▶ _WORK TO COMPLETE_: Return the data in full, exactly as it was written.
★ ★ ★
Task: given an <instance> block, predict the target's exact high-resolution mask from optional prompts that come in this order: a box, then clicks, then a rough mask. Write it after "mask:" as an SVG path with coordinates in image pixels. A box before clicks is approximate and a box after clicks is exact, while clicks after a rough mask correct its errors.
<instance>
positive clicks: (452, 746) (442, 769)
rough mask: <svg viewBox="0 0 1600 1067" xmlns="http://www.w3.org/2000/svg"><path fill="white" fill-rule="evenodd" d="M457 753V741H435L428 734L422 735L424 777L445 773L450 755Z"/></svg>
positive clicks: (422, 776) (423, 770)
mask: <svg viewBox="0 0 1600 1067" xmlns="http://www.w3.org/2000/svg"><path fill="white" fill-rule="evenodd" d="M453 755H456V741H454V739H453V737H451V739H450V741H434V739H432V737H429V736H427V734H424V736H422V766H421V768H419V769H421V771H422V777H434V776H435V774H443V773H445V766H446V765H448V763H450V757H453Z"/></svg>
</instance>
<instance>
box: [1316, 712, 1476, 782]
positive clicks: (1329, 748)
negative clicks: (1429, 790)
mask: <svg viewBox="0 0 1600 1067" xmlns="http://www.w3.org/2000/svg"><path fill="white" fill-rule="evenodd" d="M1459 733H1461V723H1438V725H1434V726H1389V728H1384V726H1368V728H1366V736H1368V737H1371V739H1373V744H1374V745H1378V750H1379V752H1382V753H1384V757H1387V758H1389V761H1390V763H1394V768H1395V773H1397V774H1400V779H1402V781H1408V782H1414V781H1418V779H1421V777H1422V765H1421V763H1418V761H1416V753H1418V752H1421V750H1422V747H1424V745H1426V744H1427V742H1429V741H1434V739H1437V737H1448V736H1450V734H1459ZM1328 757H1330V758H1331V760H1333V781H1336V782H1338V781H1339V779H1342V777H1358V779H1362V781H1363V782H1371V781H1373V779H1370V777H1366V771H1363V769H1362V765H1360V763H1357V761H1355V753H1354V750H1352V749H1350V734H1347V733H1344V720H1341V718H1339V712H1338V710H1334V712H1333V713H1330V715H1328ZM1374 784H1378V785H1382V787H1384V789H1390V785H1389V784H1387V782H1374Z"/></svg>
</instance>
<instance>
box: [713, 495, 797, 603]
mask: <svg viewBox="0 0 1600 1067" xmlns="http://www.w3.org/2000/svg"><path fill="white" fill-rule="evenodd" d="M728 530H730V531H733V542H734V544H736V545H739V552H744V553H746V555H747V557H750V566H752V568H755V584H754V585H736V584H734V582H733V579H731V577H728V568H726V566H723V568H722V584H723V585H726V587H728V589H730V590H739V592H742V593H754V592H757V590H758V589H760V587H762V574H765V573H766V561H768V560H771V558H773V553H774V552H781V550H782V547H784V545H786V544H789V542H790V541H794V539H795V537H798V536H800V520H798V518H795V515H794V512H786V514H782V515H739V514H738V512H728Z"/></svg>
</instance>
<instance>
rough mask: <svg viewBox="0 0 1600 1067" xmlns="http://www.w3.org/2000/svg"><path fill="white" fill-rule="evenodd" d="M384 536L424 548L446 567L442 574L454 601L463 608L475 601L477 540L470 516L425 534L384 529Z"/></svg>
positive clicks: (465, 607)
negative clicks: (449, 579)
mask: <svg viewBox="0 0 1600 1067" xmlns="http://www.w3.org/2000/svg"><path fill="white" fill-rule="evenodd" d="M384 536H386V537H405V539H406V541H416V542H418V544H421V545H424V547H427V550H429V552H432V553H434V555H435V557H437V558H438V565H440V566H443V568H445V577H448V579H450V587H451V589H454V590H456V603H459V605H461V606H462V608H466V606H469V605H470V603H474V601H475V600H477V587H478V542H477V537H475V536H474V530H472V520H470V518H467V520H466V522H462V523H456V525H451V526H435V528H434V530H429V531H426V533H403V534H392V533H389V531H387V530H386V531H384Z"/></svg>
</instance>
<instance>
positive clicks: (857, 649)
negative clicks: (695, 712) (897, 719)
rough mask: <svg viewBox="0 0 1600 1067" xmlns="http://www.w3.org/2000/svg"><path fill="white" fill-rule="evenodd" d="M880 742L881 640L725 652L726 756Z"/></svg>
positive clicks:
★ ★ ★
▶ _EXPECTED ANSWER_:
Task: given an <instance> block, predict the target's exact high-resolution mask from optional prompts that come in this order: a box, then clicks, then a rough mask. Write it after "mask:" as an SVG path with coordinates in image pixels. A box before clicks is approximate and a box after clicks is exact, while clicks after a rough mask correct its errors.
<instance>
positive clicks: (452, 746) (442, 769)
rough mask: <svg viewBox="0 0 1600 1067" xmlns="http://www.w3.org/2000/svg"><path fill="white" fill-rule="evenodd" d="M457 753V741H435L428 734L422 735L424 777L445 773L450 755Z"/></svg>
positive clicks: (422, 776) (423, 770)
mask: <svg viewBox="0 0 1600 1067" xmlns="http://www.w3.org/2000/svg"><path fill="white" fill-rule="evenodd" d="M453 755H456V741H454V739H453V737H451V739H450V741H434V739H432V737H429V736H427V734H424V736H422V766H421V768H419V769H421V771H422V777H434V776H435V774H443V773H445V766H446V765H448V763H450V757H453Z"/></svg>
</instance>
<instance>
box: [1316, 712, 1476, 782]
positive clicks: (1329, 748)
negative clicks: (1429, 790)
mask: <svg viewBox="0 0 1600 1067" xmlns="http://www.w3.org/2000/svg"><path fill="white" fill-rule="evenodd" d="M1459 733H1461V723H1438V725H1434V726H1389V728H1384V726H1368V728H1366V736H1368V737H1371V739H1373V744H1374V745H1378V750H1379V752H1382V753H1384V757H1387V758H1389V761H1390V763H1394V768H1395V773H1397V774H1400V779H1402V781H1408V782H1414V781H1418V779H1421V777H1422V765H1421V763H1418V761H1416V753H1418V752H1421V750H1422V747H1424V745H1426V744H1427V742H1429V741H1434V739H1437V737H1448V736H1450V734H1459ZM1328 757H1330V758H1331V760H1333V781H1336V782H1338V781H1339V779H1342V777H1358V779H1362V781H1363V782H1371V781H1373V779H1370V777H1366V771H1363V769H1362V765H1360V763H1357V761H1355V753H1354V750H1352V749H1350V734H1347V733H1344V720H1341V718H1339V712H1338V710H1334V712H1333V713H1330V715H1328ZM1374 784H1378V785H1382V787H1384V789H1390V785H1389V784H1387V782H1374Z"/></svg>
</instance>
<instance>
box: [713, 495, 797, 603]
mask: <svg viewBox="0 0 1600 1067" xmlns="http://www.w3.org/2000/svg"><path fill="white" fill-rule="evenodd" d="M728 530H730V531H733V542H734V544H736V545H739V552H744V553H746V555H747V557H750V566H752V568H755V584H754V585H736V584H734V582H733V579H731V577H728V568H726V566H723V568H722V584H723V585H726V587H728V589H730V590H739V592H742V593H754V592H757V590H758V589H760V587H762V574H765V573H766V561H768V560H771V558H773V553H774V552H781V550H782V547H784V545H786V544H789V542H790V541H794V539H795V537H798V536H800V520H798V518H795V515H794V512H786V514H782V515H739V514H738V512H728Z"/></svg>
</instance>
<instance>
rough mask: <svg viewBox="0 0 1600 1067" xmlns="http://www.w3.org/2000/svg"><path fill="white" fill-rule="evenodd" d="M384 536L424 548L446 567L442 574L454 601L463 608L475 601L477 540L470 516L425 534L384 529Z"/></svg>
positive clicks: (465, 607)
negative clicks: (449, 579)
mask: <svg viewBox="0 0 1600 1067" xmlns="http://www.w3.org/2000/svg"><path fill="white" fill-rule="evenodd" d="M384 536H386V537H405V539H406V541H416V542H418V544H421V545H424V547H427V550H429V552H432V553H434V555H435V557H437V558H438V565H440V566H443V568H445V577H448V579H450V587H451V589H454V590H456V603H459V605H461V606H462V608H466V606H469V605H470V603H474V601H475V600H477V587H478V542H477V537H475V536H474V530H472V520H470V518H467V520H466V522H462V523H456V525H451V526H435V528H434V530H429V531H426V533H403V534H392V533H389V531H387V530H386V531H384Z"/></svg>
</instance>
<instance>
positive clicks: (857, 649)
negative clicks: (695, 712) (897, 719)
rough mask: <svg viewBox="0 0 1600 1067" xmlns="http://www.w3.org/2000/svg"><path fill="white" fill-rule="evenodd" d="M880 742L881 640L725 652L726 756Z"/></svg>
positive clicks:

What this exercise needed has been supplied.